● TASK TO COMPLETE
Below this task are records; return each one exactly and omit its images.

● Spatial localization data
+===+
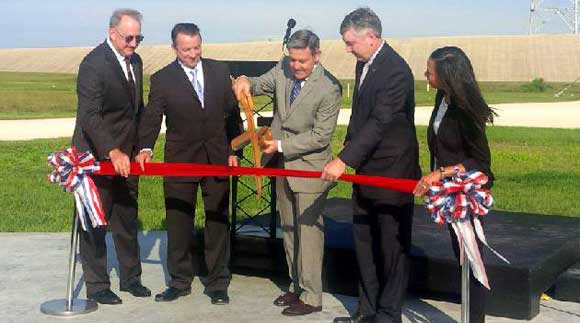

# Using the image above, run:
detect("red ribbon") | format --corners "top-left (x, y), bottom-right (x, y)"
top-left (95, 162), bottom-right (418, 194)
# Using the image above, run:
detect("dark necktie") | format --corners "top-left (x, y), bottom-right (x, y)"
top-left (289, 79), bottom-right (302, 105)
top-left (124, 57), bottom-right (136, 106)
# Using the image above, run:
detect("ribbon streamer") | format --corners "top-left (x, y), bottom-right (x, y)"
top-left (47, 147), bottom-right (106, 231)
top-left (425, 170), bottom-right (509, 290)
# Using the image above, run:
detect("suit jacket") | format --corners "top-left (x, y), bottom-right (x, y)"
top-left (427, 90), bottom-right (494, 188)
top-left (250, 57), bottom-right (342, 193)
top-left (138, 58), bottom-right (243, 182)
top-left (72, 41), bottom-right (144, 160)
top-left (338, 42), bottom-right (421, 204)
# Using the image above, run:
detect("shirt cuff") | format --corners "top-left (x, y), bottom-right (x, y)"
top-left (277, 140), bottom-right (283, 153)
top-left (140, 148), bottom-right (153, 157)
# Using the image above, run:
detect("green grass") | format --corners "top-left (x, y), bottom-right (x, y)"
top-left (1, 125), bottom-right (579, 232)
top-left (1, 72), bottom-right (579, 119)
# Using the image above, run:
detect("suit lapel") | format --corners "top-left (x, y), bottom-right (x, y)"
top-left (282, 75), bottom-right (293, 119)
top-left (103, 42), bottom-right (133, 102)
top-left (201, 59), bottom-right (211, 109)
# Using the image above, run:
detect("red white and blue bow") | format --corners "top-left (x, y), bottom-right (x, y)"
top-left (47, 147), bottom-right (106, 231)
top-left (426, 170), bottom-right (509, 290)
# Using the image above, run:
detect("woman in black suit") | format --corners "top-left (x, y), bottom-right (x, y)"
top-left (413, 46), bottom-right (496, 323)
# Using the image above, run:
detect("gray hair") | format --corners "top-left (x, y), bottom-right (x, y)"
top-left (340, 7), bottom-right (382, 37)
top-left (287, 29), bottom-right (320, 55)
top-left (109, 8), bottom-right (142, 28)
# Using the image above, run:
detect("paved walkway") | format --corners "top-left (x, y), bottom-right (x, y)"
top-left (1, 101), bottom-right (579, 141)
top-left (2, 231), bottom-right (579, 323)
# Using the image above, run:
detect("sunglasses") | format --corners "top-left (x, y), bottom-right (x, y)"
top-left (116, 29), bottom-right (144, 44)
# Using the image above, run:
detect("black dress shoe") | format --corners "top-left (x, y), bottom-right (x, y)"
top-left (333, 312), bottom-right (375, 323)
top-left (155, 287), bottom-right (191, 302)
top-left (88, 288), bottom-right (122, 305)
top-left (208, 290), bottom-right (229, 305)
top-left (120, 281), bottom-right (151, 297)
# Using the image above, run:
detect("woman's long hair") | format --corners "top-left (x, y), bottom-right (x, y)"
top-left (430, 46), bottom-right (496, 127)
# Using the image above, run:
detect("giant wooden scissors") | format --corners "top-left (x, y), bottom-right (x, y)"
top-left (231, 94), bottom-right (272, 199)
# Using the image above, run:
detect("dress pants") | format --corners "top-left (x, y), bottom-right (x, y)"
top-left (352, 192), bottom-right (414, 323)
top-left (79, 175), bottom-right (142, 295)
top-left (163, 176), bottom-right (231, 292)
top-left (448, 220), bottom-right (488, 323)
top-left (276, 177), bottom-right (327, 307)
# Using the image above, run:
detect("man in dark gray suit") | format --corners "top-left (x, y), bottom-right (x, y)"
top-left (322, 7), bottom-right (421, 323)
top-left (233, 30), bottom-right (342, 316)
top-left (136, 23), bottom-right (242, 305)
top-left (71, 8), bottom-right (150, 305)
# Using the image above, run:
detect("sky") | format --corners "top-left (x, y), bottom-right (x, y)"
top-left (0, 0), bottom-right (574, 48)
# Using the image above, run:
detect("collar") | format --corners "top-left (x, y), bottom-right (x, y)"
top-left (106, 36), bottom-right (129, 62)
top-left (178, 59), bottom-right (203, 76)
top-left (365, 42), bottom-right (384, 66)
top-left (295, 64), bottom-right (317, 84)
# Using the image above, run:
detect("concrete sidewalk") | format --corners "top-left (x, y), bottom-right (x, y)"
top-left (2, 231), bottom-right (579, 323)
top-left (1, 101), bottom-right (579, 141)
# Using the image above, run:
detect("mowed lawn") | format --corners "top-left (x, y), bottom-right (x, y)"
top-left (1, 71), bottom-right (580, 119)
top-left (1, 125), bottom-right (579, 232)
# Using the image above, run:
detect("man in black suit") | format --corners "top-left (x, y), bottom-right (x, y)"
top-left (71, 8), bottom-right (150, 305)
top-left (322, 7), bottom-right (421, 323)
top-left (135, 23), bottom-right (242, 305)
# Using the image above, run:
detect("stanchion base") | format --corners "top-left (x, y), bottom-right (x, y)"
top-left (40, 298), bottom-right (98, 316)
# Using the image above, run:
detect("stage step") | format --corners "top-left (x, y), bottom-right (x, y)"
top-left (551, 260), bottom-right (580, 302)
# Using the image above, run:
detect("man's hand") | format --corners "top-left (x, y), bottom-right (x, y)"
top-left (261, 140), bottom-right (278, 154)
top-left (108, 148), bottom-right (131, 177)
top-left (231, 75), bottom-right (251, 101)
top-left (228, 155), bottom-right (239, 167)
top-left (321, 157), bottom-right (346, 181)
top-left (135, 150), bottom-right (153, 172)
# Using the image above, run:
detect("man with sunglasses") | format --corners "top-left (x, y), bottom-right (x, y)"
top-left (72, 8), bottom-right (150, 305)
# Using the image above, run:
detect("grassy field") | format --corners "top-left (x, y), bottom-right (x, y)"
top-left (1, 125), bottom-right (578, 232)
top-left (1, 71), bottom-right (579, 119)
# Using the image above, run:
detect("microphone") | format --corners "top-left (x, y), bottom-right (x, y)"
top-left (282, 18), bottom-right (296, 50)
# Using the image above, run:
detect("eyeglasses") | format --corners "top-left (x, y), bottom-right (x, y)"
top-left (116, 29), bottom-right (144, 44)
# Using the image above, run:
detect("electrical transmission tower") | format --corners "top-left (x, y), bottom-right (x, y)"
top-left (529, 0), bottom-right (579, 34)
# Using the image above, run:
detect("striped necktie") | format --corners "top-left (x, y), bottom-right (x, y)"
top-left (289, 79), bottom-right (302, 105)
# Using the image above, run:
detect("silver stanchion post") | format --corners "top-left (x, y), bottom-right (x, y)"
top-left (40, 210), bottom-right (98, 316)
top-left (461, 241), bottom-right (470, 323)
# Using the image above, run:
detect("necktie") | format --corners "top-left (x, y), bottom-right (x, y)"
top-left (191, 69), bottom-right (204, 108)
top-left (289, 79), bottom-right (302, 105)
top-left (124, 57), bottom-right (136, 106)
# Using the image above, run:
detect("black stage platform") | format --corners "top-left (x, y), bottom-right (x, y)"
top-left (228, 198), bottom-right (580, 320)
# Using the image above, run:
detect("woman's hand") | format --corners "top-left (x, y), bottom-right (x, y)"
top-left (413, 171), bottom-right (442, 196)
+===+
● SOLUTION
# Using the image above, run:
detect("red ribbon") | format --corners "top-left (x, y), bottom-right (x, y)"
top-left (95, 162), bottom-right (418, 194)
# Using the image above, run:
detect("dark necktie") | format --corners "top-left (x, y), bottom-right (x, y)"
top-left (289, 79), bottom-right (302, 105)
top-left (124, 57), bottom-right (136, 106)
# Using the image above, run:
detect("ribbon streamer") | format --corners "top-left (x, y), bottom-right (x, y)"
top-left (47, 147), bottom-right (106, 231)
top-left (425, 170), bottom-right (509, 290)
# Using the image above, run:
detect("suit jacket") | format --corners "top-left (x, y), bottom-right (x, y)"
top-left (427, 90), bottom-right (494, 188)
top-left (250, 57), bottom-right (342, 193)
top-left (138, 58), bottom-right (243, 182)
top-left (72, 41), bottom-right (144, 160)
top-left (338, 42), bottom-right (421, 204)
# Using the image above, run:
detect("shirt cuff") | format --corners "top-left (x, y), bottom-right (x, y)"
top-left (277, 140), bottom-right (283, 153)
top-left (140, 148), bottom-right (153, 157)
# Using the image above, run:
detect("green grass") | format --corners "top-left (x, y), bottom-right (x, y)"
top-left (1, 125), bottom-right (579, 232)
top-left (1, 72), bottom-right (579, 119)
# Using the image above, run:
detect("suit lapel") | format --corners "top-left (x, y), bottom-right (x, y)"
top-left (282, 75), bottom-right (293, 119)
top-left (103, 42), bottom-right (133, 102)
top-left (201, 59), bottom-right (211, 109)
# Using the image above, run:
detect("red white and blue bow") | format --corners "top-left (x, y), bottom-right (x, y)"
top-left (47, 147), bottom-right (106, 231)
top-left (426, 170), bottom-right (509, 290)
# Using the image above, run:
detect("woman in black suit") | format --corners "top-left (x, y), bottom-right (x, y)"
top-left (413, 46), bottom-right (496, 323)
# Using the image above, run:
detect("gray hair") | format --corners "top-left (x, y), bottom-right (x, y)"
top-left (340, 7), bottom-right (382, 37)
top-left (287, 29), bottom-right (320, 55)
top-left (109, 8), bottom-right (142, 28)
# Using the image above, run:
detect("paved walkway") | format --corners "top-left (x, y), bottom-right (x, y)"
top-left (1, 101), bottom-right (579, 141)
top-left (2, 231), bottom-right (579, 323)
# Using the image above, run:
detect("sunglasses") | format --corners "top-left (x, y), bottom-right (x, y)"
top-left (116, 29), bottom-right (144, 44)
# Using the image above, run:
detect("black dress shoe") | format --corners "top-left (x, y), bottom-right (x, y)"
top-left (333, 312), bottom-right (375, 323)
top-left (155, 287), bottom-right (191, 302)
top-left (88, 288), bottom-right (122, 305)
top-left (208, 290), bottom-right (229, 305)
top-left (120, 281), bottom-right (151, 297)
# Using the image above, run:
detect("woman's long hair") | format --corners "top-left (x, y), bottom-right (x, y)"
top-left (430, 46), bottom-right (496, 127)
# Using the image above, run:
detect("giant wooden scissors") | format --corners "top-left (x, y), bottom-right (x, y)"
top-left (231, 94), bottom-right (272, 199)
# Using the image above, run:
detect("dress pants") | format --corners "top-left (x, y), bottom-right (x, y)"
top-left (352, 192), bottom-right (414, 323)
top-left (79, 175), bottom-right (142, 295)
top-left (163, 176), bottom-right (231, 292)
top-left (448, 220), bottom-right (488, 323)
top-left (276, 177), bottom-right (327, 307)
# Using the image above, run:
detect("man in dark gray suit") | format --corners "top-left (x, y), bottom-right (x, y)"
top-left (322, 7), bottom-right (421, 323)
top-left (233, 30), bottom-right (342, 316)
top-left (136, 23), bottom-right (242, 305)
top-left (71, 8), bottom-right (150, 305)
# Using the image above, run:
detect("sky") | format --corners "top-left (x, y), bottom-right (x, y)"
top-left (0, 0), bottom-right (574, 48)
# Using the image above, run:
detect("collar") | format --corners "top-left (x, y), bottom-right (x, y)"
top-left (106, 36), bottom-right (129, 62)
top-left (178, 59), bottom-right (203, 76)
top-left (365, 42), bottom-right (384, 66)
top-left (295, 64), bottom-right (317, 84)
# Using the image above, run:
detect("concrete sidewalk") | format --corners "top-left (x, y), bottom-right (x, y)"
top-left (2, 231), bottom-right (579, 323)
top-left (1, 101), bottom-right (579, 141)
# Using the image above, run:
detect("mowed lawn") | format --corners "top-left (x, y), bottom-right (x, y)"
top-left (1, 71), bottom-right (580, 119)
top-left (1, 125), bottom-right (579, 232)
# Using the image above, run:
detect("man in black suit") | format --corners "top-left (x, y), bottom-right (x, y)"
top-left (71, 8), bottom-right (150, 305)
top-left (322, 7), bottom-right (421, 323)
top-left (135, 23), bottom-right (242, 305)
# Using the image above, run:
detect("stanchion base") | format --corners "top-left (x, y), bottom-right (x, y)"
top-left (40, 298), bottom-right (98, 316)
# Using the image above, run:
detect("stage step") | format --corners "top-left (x, y), bottom-right (x, y)"
top-left (551, 260), bottom-right (580, 302)
# Using the image above, run:
detect("man's hand") | format --corners "top-left (x, y), bottom-right (x, y)"
top-left (261, 140), bottom-right (278, 154)
top-left (108, 148), bottom-right (131, 177)
top-left (231, 75), bottom-right (251, 101)
top-left (228, 155), bottom-right (239, 167)
top-left (321, 157), bottom-right (346, 181)
top-left (135, 150), bottom-right (153, 172)
# Using the image above, run:
detect("man with sunglasses") | format --corners "top-left (x, y), bottom-right (x, y)"
top-left (72, 8), bottom-right (150, 305)
# Using the image above, run:
detect("grassy field") | format --corners "top-left (x, y), bottom-right (x, y)"
top-left (1, 125), bottom-right (578, 232)
top-left (1, 71), bottom-right (579, 119)
# Using the image above, run:
detect("microphone") | format --corners "top-left (x, y), bottom-right (x, y)"
top-left (282, 18), bottom-right (296, 50)
# Using the image above, run:
detect("eyeglasses") | format --corners "top-left (x, y), bottom-right (x, y)"
top-left (116, 29), bottom-right (144, 44)
# Using the image above, run:
detect("electrical transmission tower") | format --corners "top-left (x, y), bottom-right (x, y)"
top-left (529, 0), bottom-right (579, 34)
# Using the image above, run:
detect("striped necktie") | format --corners "top-left (x, y), bottom-right (x, y)"
top-left (289, 79), bottom-right (302, 105)
# Using the image above, run:
detect("silver stanchion post") | format --corners "top-left (x, y), bottom-right (x, y)"
top-left (40, 210), bottom-right (98, 316)
top-left (461, 241), bottom-right (470, 323)
# Using the image above, run:
detect("necktie") | format --corners "top-left (x, y), bottom-right (x, y)"
top-left (191, 69), bottom-right (204, 108)
top-left (289, 79), bottom-right (302, 105)
top-left (124, 57), bottom-right (136, 106)
# Using the image above, run:
detect("black stage platform") | format --corners "top-left (x, y), bottom-right (x, y)"
top-left (228, 198), bottom-right (580, 320)
# Using the image above, run:
detect("woman's hand") | format --corners "top-left (x, y), bottom-right (x, y)"
top-left (413, 171), bottom-right (442, 196)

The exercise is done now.